Document
— Begin —
For­saken friends

Brands of the past

Northwest Arkansas Democrat-Gazette - - VOICES - Mike Master­son Mike Master­son is a long­time Arkansas jour­nal­ist. Email him at mmas­ter­son@arkansason­line.com.

Like me, many read­ers grew up with fa­mil­iar busi­ness brands that ranged from F.W. Wool­worth’s to Lion Oil ser­vice sta­tions and, more re­cently, the de­funct Block­buster Video. I en­joyed spend­ing flirty, care­free evenings with teenage friends at the long-gone Fisher’s HiBoy in Har­ri­son.

Th­ese, as with so many busi­ness brands, are ex­am­ples of com­pa­nies that flour­ished for years only to fade rel­a­tively quickly from Amer­ica’s everyday life. Any­one else re­call be­ing cap­ti­vated as a child by the aroma of pop­corn at the lo­cal Ben Franklin? I even re­call its creaky wooden floor.

Re­mem­ber the orig­i­nal Com­paq per­sonal com­put­ers that merged with Hewlett-Packard in 2002? The “you’ll love it at Le­vitz” fur­ni­ture stores? How about West­ern Auto, Oklahoma Tire and Sup­ply, and Cir­cuit City (which folded in 2009) or the wildly pop­u­lar Mont­gomery Ward stores?

Be­ing raised with th­ese lost brands in­stilled in me an emo­tional tie. I sus­pect other baby boomers feel like­wise.

But as with ev­ery­thing in this life­time, mar­ket forces blended with so­ci­etal trends change en­tire busi­ness land­scapes, es­pe­cially among brands that also must change.

We see such evo­lu­tion all around us, even to the mega shop­ping malls that for decades have been so pop­u­lar but to­day face enor­mous chal­lenges in re­cre­at­ing their rel­e­vance.

Many brand­ing changes over the past three decades stem from prover­bial lunkers de­vour­ing smaller keep­ers, as well as out­right busi­ness fail­ures. Such change in shop­ping pref­er­ences also comes at the hands of the In­ter­net along with our com­put­ers and cell phones, which make it sim­ple and con­ve­nient to shop and or­der on­line.

Any prod­uct is usu­ally on the shop­per’s doorstep within a cou­ple of days. There are of­ten no ship­ping costs and a gen­er­ous re­turn pol­icy. This means a vast se­lec­tion of mer­chan­dise is read­ily avail­able with a few key­strokes and a credit card. Brand pref­er­ences can be­come an af­ter­thought.

From all I’ve learned about the late Aaron Mont­gomery Ward, he in the late 1800s un­know­ingly would turn his in­ge­nu­ity and brand into the cre­ative con­cept be­hind the In­ter­net sales ex­plo­sion we see to­day.

As a ru­ral sales­man, Ward rec­og­nized just how many po­ten­tial cus­tomers lived in the hin­ter­lands. It wasn’t that th­ese po­ten­tial cus­tomers didn’t have an in­ter­est in buy­ing goods, but most just never had the op­por­tu­nity to shop in a large city.

So he de­vel­oped the idea for a mail-or­der cat­a­log. Read­ers any­where could pe­ruse the mer­chan­dise be­fore plac­ing an or­der by mail, then pick it up at the lo­cal train sta­tion.
— End —
Raw records
— Begin —
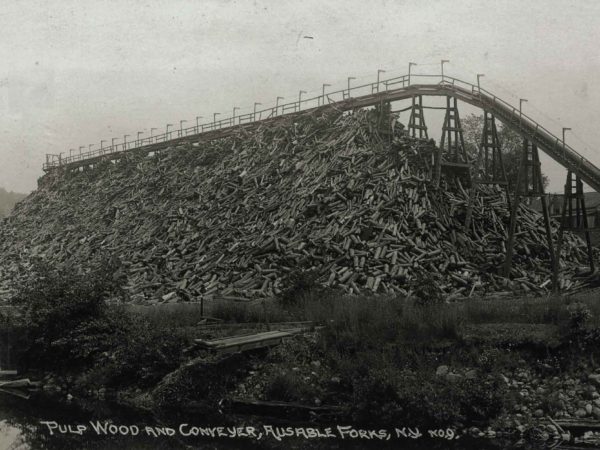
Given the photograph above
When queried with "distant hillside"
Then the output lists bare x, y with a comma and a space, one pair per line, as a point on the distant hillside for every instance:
8, 200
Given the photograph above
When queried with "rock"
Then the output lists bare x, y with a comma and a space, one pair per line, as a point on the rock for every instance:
471, 374
594, 378
441, 371
454, 377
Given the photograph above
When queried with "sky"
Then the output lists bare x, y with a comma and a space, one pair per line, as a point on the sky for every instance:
75, 72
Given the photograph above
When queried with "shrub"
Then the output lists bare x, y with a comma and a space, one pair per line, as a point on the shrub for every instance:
419, 397
288, 387
66, 320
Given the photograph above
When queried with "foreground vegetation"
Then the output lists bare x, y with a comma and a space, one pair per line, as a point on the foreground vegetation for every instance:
382, 360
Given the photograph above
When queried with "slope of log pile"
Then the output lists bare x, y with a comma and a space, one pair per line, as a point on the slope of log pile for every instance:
232, 218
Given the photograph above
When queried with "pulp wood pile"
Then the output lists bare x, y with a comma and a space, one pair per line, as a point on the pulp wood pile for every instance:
232, 219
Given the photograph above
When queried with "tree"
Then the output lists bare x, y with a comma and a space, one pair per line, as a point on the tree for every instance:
511, 144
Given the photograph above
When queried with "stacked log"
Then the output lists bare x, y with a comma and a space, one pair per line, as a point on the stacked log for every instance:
232, 218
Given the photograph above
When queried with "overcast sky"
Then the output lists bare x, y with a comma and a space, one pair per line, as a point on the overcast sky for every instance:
75, 72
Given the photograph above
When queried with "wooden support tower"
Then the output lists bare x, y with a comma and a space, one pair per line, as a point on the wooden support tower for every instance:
529, 184
417, 119
452, 155
490, 167
570, 222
— End —
Required task
Decide whether each statement agrees with the column on brands of the past, and answer yes or no with the deciding words quoted from it: (a) Compaq personal computers merged with Hewlett-Packard in 2002. (b) Circuit City folded in 2005. (c) Customers of Ward's mail-order catalog picked up their orders at the local post office.

Output for this task
(a) Yes: "Com­paq per­sonal com­put­ers that merged with Hewlett-Packard in 2002"
(b) No: "Cir­cuit City (which folded in 2009)"
(c) No: "then pick it up at the lo­cal train sta­tion"